Records =
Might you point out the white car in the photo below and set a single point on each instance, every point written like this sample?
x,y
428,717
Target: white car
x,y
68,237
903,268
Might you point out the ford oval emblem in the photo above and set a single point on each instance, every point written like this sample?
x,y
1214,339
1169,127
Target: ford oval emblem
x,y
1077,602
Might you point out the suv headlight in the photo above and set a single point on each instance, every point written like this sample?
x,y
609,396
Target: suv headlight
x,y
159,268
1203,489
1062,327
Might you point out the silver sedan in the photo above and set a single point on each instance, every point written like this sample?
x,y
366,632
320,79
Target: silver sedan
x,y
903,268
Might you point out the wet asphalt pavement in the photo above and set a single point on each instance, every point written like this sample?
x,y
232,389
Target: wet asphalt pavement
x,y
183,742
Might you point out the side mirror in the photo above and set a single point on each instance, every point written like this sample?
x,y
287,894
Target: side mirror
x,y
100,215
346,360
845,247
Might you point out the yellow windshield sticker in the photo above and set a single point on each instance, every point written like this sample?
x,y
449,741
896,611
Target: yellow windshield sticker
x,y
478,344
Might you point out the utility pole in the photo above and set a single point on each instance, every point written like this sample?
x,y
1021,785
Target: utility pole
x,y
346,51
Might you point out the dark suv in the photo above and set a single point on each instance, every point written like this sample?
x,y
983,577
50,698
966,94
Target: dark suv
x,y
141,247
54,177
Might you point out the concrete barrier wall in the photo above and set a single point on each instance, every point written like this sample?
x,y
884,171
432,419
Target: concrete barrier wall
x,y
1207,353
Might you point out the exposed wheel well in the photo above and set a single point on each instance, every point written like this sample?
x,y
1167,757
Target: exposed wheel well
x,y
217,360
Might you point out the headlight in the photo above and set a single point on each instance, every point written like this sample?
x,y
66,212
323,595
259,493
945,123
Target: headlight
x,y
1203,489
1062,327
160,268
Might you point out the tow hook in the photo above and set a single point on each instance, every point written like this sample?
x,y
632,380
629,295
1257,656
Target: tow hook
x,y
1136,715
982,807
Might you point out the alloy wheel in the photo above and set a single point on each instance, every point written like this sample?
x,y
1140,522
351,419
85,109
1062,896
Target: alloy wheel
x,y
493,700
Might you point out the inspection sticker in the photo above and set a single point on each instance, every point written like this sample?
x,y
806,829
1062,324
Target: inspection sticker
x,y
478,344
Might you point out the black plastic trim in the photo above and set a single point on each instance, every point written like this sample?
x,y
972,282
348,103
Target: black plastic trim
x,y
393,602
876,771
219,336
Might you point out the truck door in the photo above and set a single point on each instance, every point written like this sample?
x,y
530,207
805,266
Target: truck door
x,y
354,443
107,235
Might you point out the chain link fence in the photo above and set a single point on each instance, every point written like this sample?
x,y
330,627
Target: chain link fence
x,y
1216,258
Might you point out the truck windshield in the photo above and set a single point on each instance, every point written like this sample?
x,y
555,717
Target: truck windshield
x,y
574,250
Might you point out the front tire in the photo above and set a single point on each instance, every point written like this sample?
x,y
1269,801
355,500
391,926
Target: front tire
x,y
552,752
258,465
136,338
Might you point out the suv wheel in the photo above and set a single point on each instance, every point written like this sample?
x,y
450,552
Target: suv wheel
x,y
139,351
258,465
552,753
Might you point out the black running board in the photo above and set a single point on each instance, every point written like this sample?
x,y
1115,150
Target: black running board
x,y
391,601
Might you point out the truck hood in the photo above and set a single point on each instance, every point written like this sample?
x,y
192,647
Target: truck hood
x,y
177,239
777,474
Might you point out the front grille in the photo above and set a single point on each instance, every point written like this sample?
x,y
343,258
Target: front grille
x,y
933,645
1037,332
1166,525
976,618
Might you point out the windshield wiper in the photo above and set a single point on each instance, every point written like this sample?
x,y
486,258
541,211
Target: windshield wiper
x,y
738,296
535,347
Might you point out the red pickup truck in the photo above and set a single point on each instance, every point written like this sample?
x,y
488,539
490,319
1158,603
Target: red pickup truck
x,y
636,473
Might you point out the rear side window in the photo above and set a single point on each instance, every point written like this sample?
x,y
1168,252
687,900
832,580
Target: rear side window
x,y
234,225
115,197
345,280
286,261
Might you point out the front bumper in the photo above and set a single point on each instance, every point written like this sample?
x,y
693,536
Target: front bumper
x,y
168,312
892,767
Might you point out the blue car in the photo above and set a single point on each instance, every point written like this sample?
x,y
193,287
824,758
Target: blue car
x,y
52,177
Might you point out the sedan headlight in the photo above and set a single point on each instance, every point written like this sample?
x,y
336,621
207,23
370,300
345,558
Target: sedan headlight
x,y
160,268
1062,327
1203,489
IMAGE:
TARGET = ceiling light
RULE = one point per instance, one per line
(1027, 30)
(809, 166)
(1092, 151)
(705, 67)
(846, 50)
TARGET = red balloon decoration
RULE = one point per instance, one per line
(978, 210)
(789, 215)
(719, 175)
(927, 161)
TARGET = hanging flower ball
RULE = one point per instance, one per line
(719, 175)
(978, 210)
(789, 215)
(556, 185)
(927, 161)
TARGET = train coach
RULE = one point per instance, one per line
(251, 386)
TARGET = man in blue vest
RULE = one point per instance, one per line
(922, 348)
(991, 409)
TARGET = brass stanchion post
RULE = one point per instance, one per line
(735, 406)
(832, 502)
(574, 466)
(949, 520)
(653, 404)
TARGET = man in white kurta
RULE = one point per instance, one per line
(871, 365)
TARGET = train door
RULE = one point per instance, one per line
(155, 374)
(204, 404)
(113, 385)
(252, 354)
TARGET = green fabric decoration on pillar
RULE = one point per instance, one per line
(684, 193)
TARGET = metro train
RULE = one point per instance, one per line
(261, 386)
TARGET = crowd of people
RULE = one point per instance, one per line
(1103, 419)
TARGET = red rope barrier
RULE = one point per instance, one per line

Task brief =
Recast the data above as a JSON array of strings, one string per line, leaving out any blank lines.

Task answer =
[
  "Might you point out the white car in the photo below and set a single point on each instance, every point written like this sample?",
  "x,y",
  "428,717",
  "Target: white car",
  "x,y",
  "68,237",
  "903,268",
  "Might you point out the ford oval emblem in the photo above and set a single point on each instance, every point written like this sample?",
  "x,y",
  "1214,339",
  "1169,127",
  "Target: ford oval emblem",
  "x,y",
  "1077,602",
  "Might you point out the suv headlight in the photo above and set a single point on each instance, every point written like this sample?",
  "x,y",
  "609,396",
  "Target: suv headlight",
  "x,y",
  "159,268",
  "1203,489",
  "1062,327",
  "Might you point out the silver sedan in the photo above and set a single point on each instance, every point written like this sample?",
  "x,y",
  "366,632",
  "320,79",
  "Target: silver sedan",
  "x,y",
  "903,268",
  "Might you point out the wet asphalt pavement in the photo above and set a single point on each instance, every point written like this sample?",
  "x,y",
  "232,389",
  "Target: wet asphalt pavement",
  "x,y",
  "183,742",
  "Might you point out the side mirror in the photo above and set a single point on each instance, every point written like this sample?",
  "x,y",
  "287,894",
  "Target: side mirror",
  "x,y",
  "100,215",
  "346,360",
  "845,247",
  "Might you point out the yellow windshield sticker in the photo above and set a single point on each instance, every point written like this sample?",
  "x,y",
  "449,741",
  "896,611",
  "Target: yellow windshield sticker",
  "x,y",
  "478,344",
  "Might you point out the utility pole in the photo above and set a single point on each instance, every point written like this sample?",
  "x,y",
  "1021,785",
  "Target: utility pole",
  "x,y",
  "346,51",
  "Might you point out the dark suv in the photo above and set a single point on each instance, every point written like this sample?",
  "x,y",
  "983,577",
  "50,698",
  "966,94",
  "Target: dark suv",
  "x,y",
  "141,247",
  "54,177",
  "Might you point out the concrete barrier wall in the photo above and set a single point on each instance, every point written like this sample?",
  "x,y",
  "884,171",
  "432,419",
  "Target: concrete barrier wall",
  "x,y",
  "1207,353",
  "Might you point out the exposed wheel well in the photo above and set a single point on each instance, every point written like this sample?",
  "x,y",
  "1167,757",
  "Target: exposed wheel well",
  "x,y",
  "217,360",
  "Might you point out the headlight in the photo above and set a single point on each instance, every point written like this sample?",
  "x,y",
  "66,212",
  "323,595",
  "259,493",
  "945,123",
  "Target: headlight",
  "x,y",
  "1203,489",
  "1062,327",
  "160,268",
  "Might you point out the tow hook in the photo above and set a single point on each instance, every point written like this sample?",
  "x,y",
  "632,380",
  "629,295",
  "1257,656",
  "Target: tow hook",
  "x,y",
  "1136,715",
  "982,807",
  "Might you point out the alloy wheel in the photo above and set a single point on each instance, every point written like this sample?",
  "x,y",
  "1140,522",
  "351,419",
  "85,109",
  "1062,896",
  "Target: alloy wheel",
  "x,y",
  "493,700",
  "Might you point out the inspection sticker in the photo above and set a single point on each instance, every point written like this sample?",
  "x,y",
  "806,829",
  "1062,324",
  "Target: inspection sticker",
  "x,y",
  "478,344",
  "Might you point out the black plastic trim in the photo above and set a single point on each instance, every point written like this sample?",
  "x,y",
  "972,282",
  "348,103",
  "Target: black plastic trim",
  "x,y",
  "393,602",
  "876,771",
  "219,336",
  "Might you point out the truck door in the photo above and set a single point on each instance, every point written like this sample?",
  "x,y",
  "530,207",
  "805,266",
  "Target: truck door",
  "x,y",
  "354,443",
  "107,235",
  "Might you point out the chain link fence in the photo above and set a single point on each instance, every point written like this sample?",
  "x,y",
  "330,627",
  "Target: chain link fence",
  "x,y",
  "1216,258",
  "Might you point out the truck windshield in the photo above and set a single point on each instance, every point written like this sample?",
  "x,y",
  "555,717",
  "Target: truck windshield",
  "x,y",
  "574,250",
  "Might you point out the front tire in the photo above and set a single point on each instance, every point written like this sample?",
  "x,y",
  "1269,801",
  "355,500",
  "391,926",
  "Target: front tire",
  "x,y",
  "552,752",
  "258,465",
  "136,338",
  "Might you point out the suv wheel in the photo above and set a single point on each instance, every point written like this sample?",
  "x,y",
  "450,552",
  "Target: suv wheel",
  "x,y",
  "139,351",
  "258,465",
  "552,753",
  "Might you point out the black running board in the photo above and set a single point on each instance, every point written like this sample?",
  "x,y",
  "1115,150",
  "Target: black running board",
  "x,y",
  "391,601",
  "Might you point out the truck hood in the photo above and set a single point on each instance, every point written like this sample?",
  "x,y",
  "192,647",
  "Target: truck hood",
  "x,y",
  "177,239",
  "777,474",
  "Might you point out the front grille in the photo above and set a single point on each instance, every point written like this sample?",
  "x,y",
  "343,258",
  "Target: front grille",
  "x,y",
  "933,645",
  "1037,332",
  "1166,525",
  "976,618",
  "Might you point out the windshield wiper in the photo above and set a single point on each instance, every point written like this sample?",
  "x,y",
  "486,258",
  "541,211",
  "Target: windshield wiper",
  "x,y",
  "738,296",
  "535,347",
  "Might you point out the red pickup truck in the photo above and set a single point on each instance, every point written like this sample?",
  "x,y",
  "488,539",
  "490,319",
  "1158,603",
  "Target: red pickup truck",
  "x,y",
  "636,473",
  "Might you point out the rear side window in the photo above and set a single point on each instance, every point written like this sample?",
  "x,y",
  "1168,252",
  "687,900",
  "832,580",
  "Target: rear side window",
  "x,y",
  "234,225",
  "115,197",
  "345,280",
  "286,261",
  "Might you point out the front bumper in the photo above and set a single point on each instance, every point written like this sample?",
  "x,y",
  "693,536",
  "Target: front bumper",
  "x,y",
  "168,312",
  "892,767",
  "Might you point out the blue car in the photo above and set a single point on each instance, every point written like this sample?",
  "x,y",
  "193,287",
  "824,758",
  "Target: blue car",
  "x,y",
  "52,177",
  "Might you point out the sedan headlight in the photo above and set a single point on each instance, every point written like this sample?",
  "x,y",
  "336,621",
  "207,23",
  "370,300",
  "345,558",
  "Target: sedan headlight",
  "x,y",
  "160,268",
  "1062,327",
  "1203,489",
  "IMAGE:",
  "TARGET = ceiling light",
  "RULE = one point per instance, one per line",
  "(1027, 30)",
  "(809, 166)",
  "(1092, 151)",
  "(705, 67)",
  "(846, 50)",
  "TARGET = red balloon decoration",
  "RULE = one point per instance, one per line",
  "(978, 210)",
  "(789, 215)",
  "(719, 175)",
  "(927, 161)",
  "TARGET = hanging flower ball",
  "RULE = one point per instance, one per line",
  "(719, 175)",
  "(978, 210)",
  "(789, 215)",
  "(556, 185)",
  "(927, 161)",
  "TARGET = train coach",
  "RULE = one point per instance, one per line",
  "(251, 386)",
  "TARGET = man in blue vest",
  "RULE = one point per instance, one per line",
  "(922, 348)",
  "(991, 409)",
  "TARGET = brass stanchion post",
  "RULE = one point per instance, one per line",
  "(735, 406)",
  "(832, 502)",
  "(574, 466)",
  "(949, 520)",
  "(653, 404)",
  "TARGET = man in white kurta",
  "RULE = one point per instance, one per line",
  "(871, 365)",
  "TARGET = train door",
  "RULE = one point per instance, one per line",
  "(155, 374)",
  "(204, 404)",
  "(113, 385)",
  "(252, 354)",
  "TARGET = green fabric decoration on pillar",
  "RULE = one point per instance, one per line",
  "(684, 193)",
  "TARGET = metro train",
  "RULE = one point per instance, one per line",
  "(261, 386)",
  "TARGET = crowd of people",
  "RULE = one point per instance, one per line",
  "(1103, 419)",
  "TARGET = red rope barrier",
  "RULE = one point per instance, one per line"
]